┏━━

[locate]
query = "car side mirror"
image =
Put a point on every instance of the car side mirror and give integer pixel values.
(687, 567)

┗━━
┏━━

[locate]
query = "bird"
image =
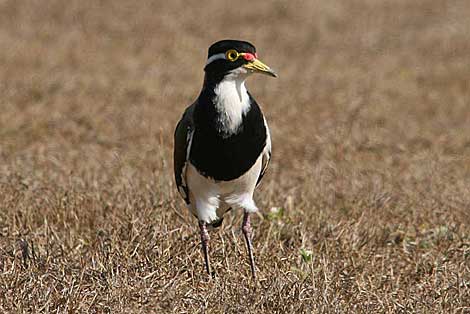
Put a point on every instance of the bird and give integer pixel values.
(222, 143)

┗━━

INSTRUCTIONS FOR THE TASK :: Locate each row above that contains the string "pixel" and copy every such row in full.

RESPONSE BELOW ::
Put a point on every instance of the car side mirror and give integer pixel values.
Put a point on every instance of the bird and give integer pixel values.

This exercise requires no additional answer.